• _DATASET_:
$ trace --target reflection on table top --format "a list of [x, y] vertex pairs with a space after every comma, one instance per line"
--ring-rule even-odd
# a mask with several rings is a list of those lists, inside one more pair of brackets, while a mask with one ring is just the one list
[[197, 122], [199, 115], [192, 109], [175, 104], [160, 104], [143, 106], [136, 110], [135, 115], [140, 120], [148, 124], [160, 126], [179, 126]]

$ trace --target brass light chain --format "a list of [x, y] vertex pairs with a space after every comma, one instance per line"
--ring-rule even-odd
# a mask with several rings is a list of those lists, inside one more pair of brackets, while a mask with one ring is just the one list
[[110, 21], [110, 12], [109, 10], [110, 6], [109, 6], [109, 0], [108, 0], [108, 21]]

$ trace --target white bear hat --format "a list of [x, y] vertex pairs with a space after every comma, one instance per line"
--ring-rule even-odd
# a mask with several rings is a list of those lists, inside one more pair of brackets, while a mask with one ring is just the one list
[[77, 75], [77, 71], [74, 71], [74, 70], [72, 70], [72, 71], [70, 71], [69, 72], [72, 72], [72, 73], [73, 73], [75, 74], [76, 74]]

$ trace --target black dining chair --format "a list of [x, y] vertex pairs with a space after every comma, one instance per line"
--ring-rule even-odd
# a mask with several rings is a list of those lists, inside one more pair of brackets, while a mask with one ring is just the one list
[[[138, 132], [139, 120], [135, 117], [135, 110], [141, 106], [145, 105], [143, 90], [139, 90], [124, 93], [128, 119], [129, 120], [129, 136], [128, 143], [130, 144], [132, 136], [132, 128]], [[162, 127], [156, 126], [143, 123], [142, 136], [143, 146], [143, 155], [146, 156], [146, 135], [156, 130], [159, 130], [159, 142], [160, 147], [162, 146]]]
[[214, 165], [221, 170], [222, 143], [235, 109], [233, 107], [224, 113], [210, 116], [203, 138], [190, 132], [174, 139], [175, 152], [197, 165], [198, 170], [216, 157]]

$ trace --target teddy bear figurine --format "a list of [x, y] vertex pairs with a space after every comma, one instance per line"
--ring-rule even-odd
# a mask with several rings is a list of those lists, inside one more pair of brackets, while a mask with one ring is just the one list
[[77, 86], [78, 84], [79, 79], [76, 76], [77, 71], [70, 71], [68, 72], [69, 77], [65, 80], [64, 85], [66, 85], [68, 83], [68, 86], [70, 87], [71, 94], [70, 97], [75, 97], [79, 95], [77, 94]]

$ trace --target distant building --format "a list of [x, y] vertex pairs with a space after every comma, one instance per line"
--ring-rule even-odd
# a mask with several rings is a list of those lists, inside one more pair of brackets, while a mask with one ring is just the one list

• _GIVEN EXERCISE_: Could you reproduce every item above word for word?

• _COMPLETE RESPONSE_:
$ trace --target reflection on table top --format "a list of [x, y] vertex pairs with a space after every comma, one instance per line"
--ring-rule even-odd
# a mask with several rings is a list of those lists, inside one more pair of brackets, while a mask with one ring is just the one list
[[197, 122], [199, 115], [192, 109], [175, 104], [160, 104], [143, 106], [136, 110], [135, 115], [140, 120], [148, 124], [160, 126], [179, 126]]

$ trace --target brass light chain --format "a list of [x, y] vertex pairs with a space after every comma, one instance per line"
--ring-rule even-odd
# a mask with several rings is a list of those lists, inside one more pair of brackets, while a mask with one ring is just the one list
[[110, 21], [110, 12], [109, 10], [110, 6], [109, 6], [109, 0], [108, 0], [108, 21]]

$ trace --target white bear hat --format "a list of [x, y] vertex pairs with a space after every comma, one instance per line"
--ring-rule even-odd
# a mask with several rings is a list of those lists, inside one more pair of brackets, while a mask with one ring is just the one list
[[77, 75], [77, 71], [74, 71], [74, 70], [72, 70], [72, 71], [70, 71], [69, 72], [72, 72], [72, 73], [73, 73], [75, 74], [76, 74]]

$ trace --target black dining chair --format "a list of [x, y] vertex pairs with a space after every comma, one instance per line"
--ring-rule even-odd
# a mask with several rings is a list of those lists, inside one more pair of brackets, while a mask with one ring is just the one list
[[[138, 132], [139, 120], [135, 117], [135, 110], [141, 106], [145, 105], [143, 90], [139, 90], [124, 93], [128, 119], [129, 120], [129, 136], [128, 143], [130, 144], [132, 136], [132, 128]], [[162, 127], [156, 126], [143, 123], [142, 136], [143, 146], [143, 155], [146, 156], [146, 135], [156, 130], [159, 130], [159, 142], [160, 147], [162, 146]]]
[[214, 165], [221, 170], [222, 143], [235, 109], [233, 107], [224, 113], [210, 116], [203, 138], [190, 132], [174, 139], [175, 152], [197, 165], [198, 170], [216, 157]]

$ trace --target teddy bear figurine --format "a list of [x, y] vertex pairs with a space after every comma, one instance per line"
--ring-rule even-odd
# a mask with several rings is a list of those lists, inside one more pair of brackets, while a mask with one ring is just the one list
[[77, 86], [78, 84], [79, 79], [76, 76], [77, 71], [70, 71], [68, 72], [69, 77], [65, 80], [64, 85], [66, 85], [68, 83], [68, 86], [70, 87], [71, 94], [70, 97], [75, 97], [79, 95], [77, 94]]

$ trace --target distant building --format "a list of [x, y] vertex pairs with a space after every comma, one instance per line"
--ring-rule even-odd
# a mask with several rings is a list of those lists, inside one more pair of brackets, while a mask with one ring is just the one list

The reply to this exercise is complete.